* STATED EXERCISE *
In the listing below, could you change "jersey" to "shirt" in everything from the line with "Phrase: car windshield" down to the line with "Phrase: green grass", leaving all else as it is, and give back only those lines?

......

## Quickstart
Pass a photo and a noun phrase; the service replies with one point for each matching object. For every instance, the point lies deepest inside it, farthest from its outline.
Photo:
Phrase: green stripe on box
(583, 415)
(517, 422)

......

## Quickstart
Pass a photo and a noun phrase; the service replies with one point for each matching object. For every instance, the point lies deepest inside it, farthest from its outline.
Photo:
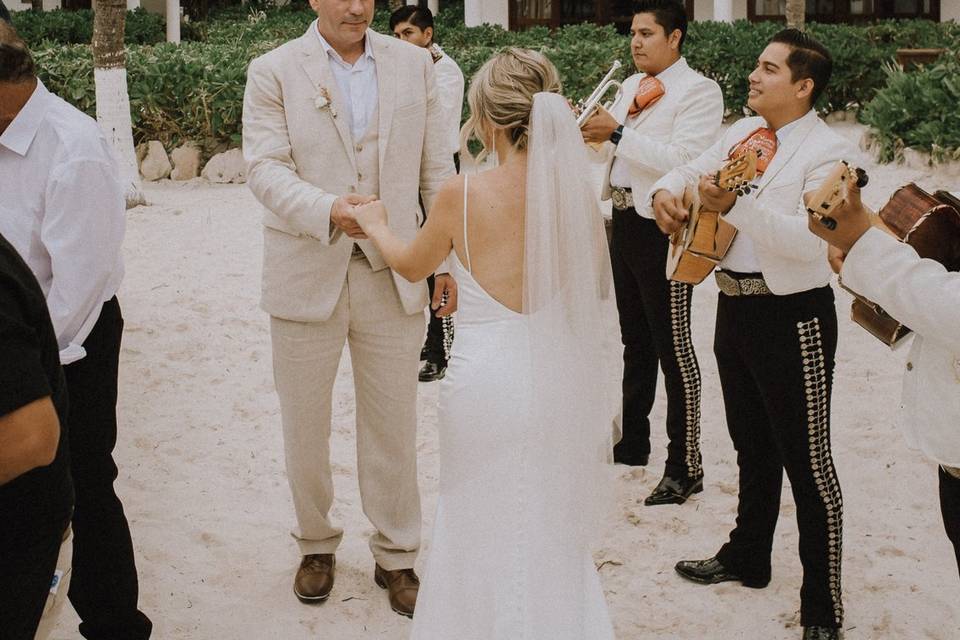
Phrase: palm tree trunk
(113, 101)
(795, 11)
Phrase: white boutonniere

......

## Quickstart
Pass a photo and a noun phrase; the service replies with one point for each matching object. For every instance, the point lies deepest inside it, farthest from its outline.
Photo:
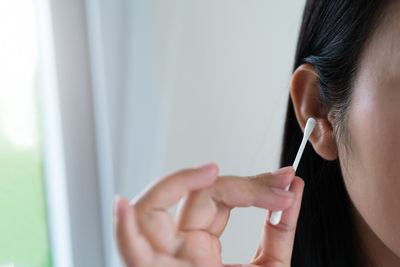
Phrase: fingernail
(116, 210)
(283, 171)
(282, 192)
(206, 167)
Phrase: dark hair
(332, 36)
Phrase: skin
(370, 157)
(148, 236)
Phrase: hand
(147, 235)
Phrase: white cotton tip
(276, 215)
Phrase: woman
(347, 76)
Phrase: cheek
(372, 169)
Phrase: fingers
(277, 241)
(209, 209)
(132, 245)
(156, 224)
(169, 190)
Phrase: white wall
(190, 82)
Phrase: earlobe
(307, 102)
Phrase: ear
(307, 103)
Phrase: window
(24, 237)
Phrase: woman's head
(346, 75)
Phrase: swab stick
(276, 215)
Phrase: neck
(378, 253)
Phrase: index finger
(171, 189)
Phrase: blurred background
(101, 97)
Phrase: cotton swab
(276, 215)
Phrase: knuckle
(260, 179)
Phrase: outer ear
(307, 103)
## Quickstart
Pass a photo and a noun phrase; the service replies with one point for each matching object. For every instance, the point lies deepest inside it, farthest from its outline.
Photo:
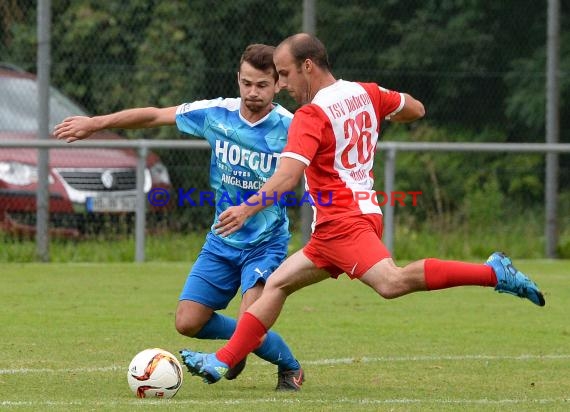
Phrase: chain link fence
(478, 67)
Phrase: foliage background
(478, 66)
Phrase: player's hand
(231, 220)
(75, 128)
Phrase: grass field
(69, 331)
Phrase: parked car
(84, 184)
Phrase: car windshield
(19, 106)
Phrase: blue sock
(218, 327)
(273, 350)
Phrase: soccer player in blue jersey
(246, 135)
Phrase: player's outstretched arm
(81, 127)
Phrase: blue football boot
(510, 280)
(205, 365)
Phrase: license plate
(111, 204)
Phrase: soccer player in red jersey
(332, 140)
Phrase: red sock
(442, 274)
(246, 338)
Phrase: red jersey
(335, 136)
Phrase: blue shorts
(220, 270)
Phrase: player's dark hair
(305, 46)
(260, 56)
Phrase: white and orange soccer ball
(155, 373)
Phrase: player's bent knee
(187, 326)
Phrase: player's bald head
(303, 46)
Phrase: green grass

......

* FINAL ANSWER *
Phrase: car windshield
(19, 106)
Phrase: blue sock
(218, 327)
(273, 350)
Phrase: soccer player in blue shirt
(246, 135)
Phrase: player's outstretched arm
(81, 127)
Phrase: blue football boot
(510, 280)
(205, 365)
Phrase: license plate
(111, 204)
Phrase: soccer player in red shirt
(332, 140)
Phrase: red sock
(442, 274)
(246, 338)
Phrase: red shirt
(335, 136)
Phrase: blue shorts
(220, 270)
Phrase: player's dark hair
(305, 46)
(260, 56)
Phrase: white and orange soccer ball
(155, 373)
Phrase: player's bent knee
(187, 326)
Phrase: player's bald head
(303, 46)
Phrase: green grass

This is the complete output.